__Extracted material__
- - - - -

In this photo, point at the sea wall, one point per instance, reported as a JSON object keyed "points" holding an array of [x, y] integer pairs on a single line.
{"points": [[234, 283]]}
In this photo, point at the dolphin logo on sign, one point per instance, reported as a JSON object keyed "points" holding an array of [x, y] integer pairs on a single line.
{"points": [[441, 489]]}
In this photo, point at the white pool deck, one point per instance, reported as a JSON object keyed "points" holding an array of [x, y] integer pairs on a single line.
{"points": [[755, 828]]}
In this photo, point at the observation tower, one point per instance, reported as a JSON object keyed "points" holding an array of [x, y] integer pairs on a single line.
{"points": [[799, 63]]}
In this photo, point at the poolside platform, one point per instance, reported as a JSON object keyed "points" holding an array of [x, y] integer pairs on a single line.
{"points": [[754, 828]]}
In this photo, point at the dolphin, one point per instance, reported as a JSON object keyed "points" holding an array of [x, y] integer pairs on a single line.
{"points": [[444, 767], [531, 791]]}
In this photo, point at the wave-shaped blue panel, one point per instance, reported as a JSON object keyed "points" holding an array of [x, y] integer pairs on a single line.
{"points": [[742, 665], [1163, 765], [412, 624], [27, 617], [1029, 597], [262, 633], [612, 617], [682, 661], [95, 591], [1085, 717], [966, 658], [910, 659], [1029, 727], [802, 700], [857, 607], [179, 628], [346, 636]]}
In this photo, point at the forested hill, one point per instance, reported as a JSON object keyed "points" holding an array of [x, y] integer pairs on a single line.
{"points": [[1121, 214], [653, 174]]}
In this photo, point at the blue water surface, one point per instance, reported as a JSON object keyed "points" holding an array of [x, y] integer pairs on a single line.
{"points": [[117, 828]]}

- - - - -

__Task instructions__
Every record above needs to be given again exactly.

__Written response__
In this photo, point at the sea wall, one point per instance, reported as a JSON object keyed "points" holding an array of [x, y] integer pairs on a single line.
{"points": [[234, 283]]}
In this photo, point at the dolphin logo on sign, one point per instance, reported as a JSON object keyed "points" holding an array of [x, y] integer pairs on a single line.
{"points": [[441, 489]]}
In this photo, point at the white pool deck, one point per instance, reported as a JSON object keyed "points" holding an array of [x, y] integer pairs on a single line.
{"points": [[755, 828]]}
In this photo, point at the observation tower, one point per instance, reported as a JSON object keyed "points" holding an array of [x, y] integer pairs on a single line.
{"points": [[799, 63]]}
In this photo, point at the poolside platform, one point per instance, reported as a JSON object keyed "points" holding an array of [x, y] integer pairs on a single line.
{"points": [[754, 828]]}
In this photo, point at the dolphin, one point per instance, reported as a JSON object keyed "points" holding an array of [x, y] integer pairs on a single line.
{"points": [[444, 767], [531, 791]]}
In this photo, point at the wave-shaped blue panel, one point per instance, reported as a JSON object keyed "points" holding an array of [x, y] integer pairs on a single line.
{"points": [[742, 665], [1163, 765], [412, 624], [27, 617], [1029, 597], [262, 633], [612, 617], [682, 661], [95, 591], [1085, 717], [966, 658], [910, 659], [1029, 727], [802, 700], [857, 607], [179, 628], [346, 636]]}
In this photo, point at the forested hill, one point per instance, reported as a JSON object keyed "points" holding an array of [x, y] integer pairs on a single line.
{"points": [[1121, 214], [653, 174]]}
In this photo, point at the blue water surface, one point per instance, reported as a JSON object keyed "points" holding an array of [x, y] integer pairs on a single line.
{"points": [[117, 828]]}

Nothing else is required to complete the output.